EXTRACT
------------------------------------

Update the policy to be more explicit about the breaking change approval process.

Yes, at this point I'd settle for:

You're expected not to break Flutter, but we have no tools to help you do that, so ¯\_(ツ)_/¯ good luck!

matanlurey avatar Feb 20 '24 23:02 matanlurey

@athomas has explained well what the Dart EngProd team is doing on its CI to catch these breakages. I just wanted to expand on this, with more details and links. But I'm not really making any new points that he didn't, just repeating them.

The Dart CI is working to detect breakage in Flutter engine and framework due to SDK changes, and prevent or rollback those changes, in the following ways:

  1. The monorepo roller and CI detects breakages in engine builds and some framework tests, pinning them down to a small range of commits (merged commits from Dart, engine, and framework). It is available as a tryjob for SDK changes, but not added automatically to any changes.
    1. We would like to add it as a tryjob especially to two types of changes: analyzer or linter changes, and DEPS changes. Significant blockers include the latency and resource use of the tryjob, and the tryjob not testing DEPS changes correctly (the monorepo post-submit CI does test them correctly).
    2. Additional framework tests can be added to the monorepo if they are important sources of failures. For example, the customer_tests shard was added recently.
  2. Many of the hardest rollbacks recently have been analyzer, linter, and deprecation changes. These are also not found until they hit framework because Flutter engine CI does not run these framework analysis tests, causing longer rollbacks and latency. I filed issue https://github.com/dart-lang/sdk/issues/54869 about making the Dart CI's flutter-analyze tryjobs and CI match the Flutter framework's analysis tests, and that will be a big start on catching these before they land in the SDK. That issue mentions both fixing the fast flutter-analyze bot, and adding the tests to the slower monorepo bots. These could also be caught when testing the roll of SDK into engine, which would put the least additional resource demands on the system, but would stop them before they land in engine, not before they land in framework. It makes sense that the engine CI has never run framework analysis tests, since no change in engine could break them, but if they were added just to run on SDK rolls, it would be running only exactly when they are needed.

So I think there is a proposed path to catch more breakages in the Dart SDK before they roll into engine and framework, sometimes even before submitting. We know where the biggest sources of breakage are coming from, and should focus on those areas.

------------------------------------

RECORDED INFORMATION
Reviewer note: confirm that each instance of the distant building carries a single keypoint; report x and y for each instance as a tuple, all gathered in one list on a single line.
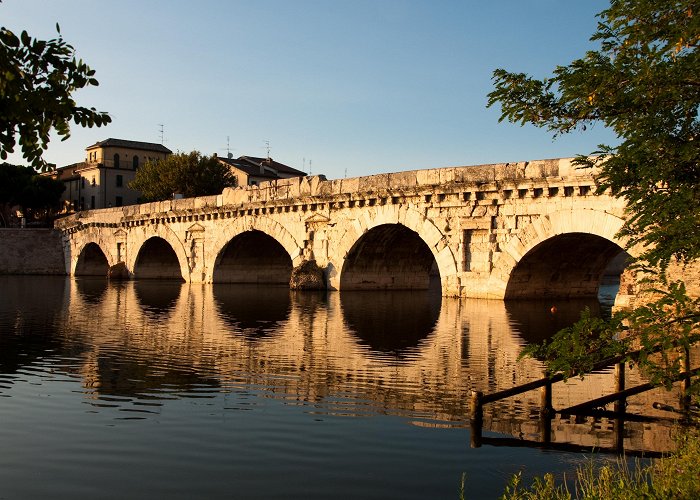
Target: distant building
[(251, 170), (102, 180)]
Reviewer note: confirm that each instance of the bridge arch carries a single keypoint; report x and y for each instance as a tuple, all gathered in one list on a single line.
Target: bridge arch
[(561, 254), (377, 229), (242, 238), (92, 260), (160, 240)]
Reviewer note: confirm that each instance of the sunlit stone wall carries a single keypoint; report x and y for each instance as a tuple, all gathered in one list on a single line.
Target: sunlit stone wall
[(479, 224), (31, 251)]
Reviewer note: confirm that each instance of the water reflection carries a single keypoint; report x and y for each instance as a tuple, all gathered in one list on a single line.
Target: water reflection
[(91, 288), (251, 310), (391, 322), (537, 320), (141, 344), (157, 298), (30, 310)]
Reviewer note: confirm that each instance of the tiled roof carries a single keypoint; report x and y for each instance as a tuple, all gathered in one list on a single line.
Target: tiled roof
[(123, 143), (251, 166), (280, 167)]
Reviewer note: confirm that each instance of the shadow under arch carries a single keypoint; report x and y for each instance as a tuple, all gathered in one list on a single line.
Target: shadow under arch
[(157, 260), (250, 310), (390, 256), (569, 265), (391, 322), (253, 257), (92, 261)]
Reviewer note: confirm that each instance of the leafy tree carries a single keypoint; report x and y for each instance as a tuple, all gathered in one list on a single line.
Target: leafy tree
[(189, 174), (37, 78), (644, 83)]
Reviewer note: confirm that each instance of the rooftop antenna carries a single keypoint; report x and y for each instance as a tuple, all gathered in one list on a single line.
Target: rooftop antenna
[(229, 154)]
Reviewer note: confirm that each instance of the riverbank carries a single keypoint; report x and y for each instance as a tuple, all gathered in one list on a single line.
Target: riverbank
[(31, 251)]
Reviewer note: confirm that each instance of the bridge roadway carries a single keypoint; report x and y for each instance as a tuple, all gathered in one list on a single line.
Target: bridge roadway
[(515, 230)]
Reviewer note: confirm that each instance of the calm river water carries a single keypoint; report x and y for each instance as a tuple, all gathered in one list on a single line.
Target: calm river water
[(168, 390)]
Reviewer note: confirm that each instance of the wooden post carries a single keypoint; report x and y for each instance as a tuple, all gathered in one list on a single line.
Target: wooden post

------------------------------------

WHAT IS BEING ASKED
Continue the discussion of catching Dart SDK breakages in Flutter, beginning after its final sentence. The entries on this page were taken from a separate source.

THE OUTPUT
I wouldn't agree on characterizing the sdk->engine and engine->flutter rolls as autorolled, without manual intervention. The rolls are created automatically, and tested, but they require manual rolls or intervention when the tests fail. Flutter has been using resources to handle these manual rolls when needed, through the engine sheriff, so saying that their isn't the manpower to handle rollbacks and manual fixes would be a change in the workflow, moving the responsibility from one place to another. This is not a new responsibility that needs to be assigned - it currently has owners.

Long-term planning to create a logical monorepo, or at least to keep tip-of-tree green and keep breaking changes from landing in any repo (also including plugins and other packages used by framework) are important goals, that do need work devoted to them.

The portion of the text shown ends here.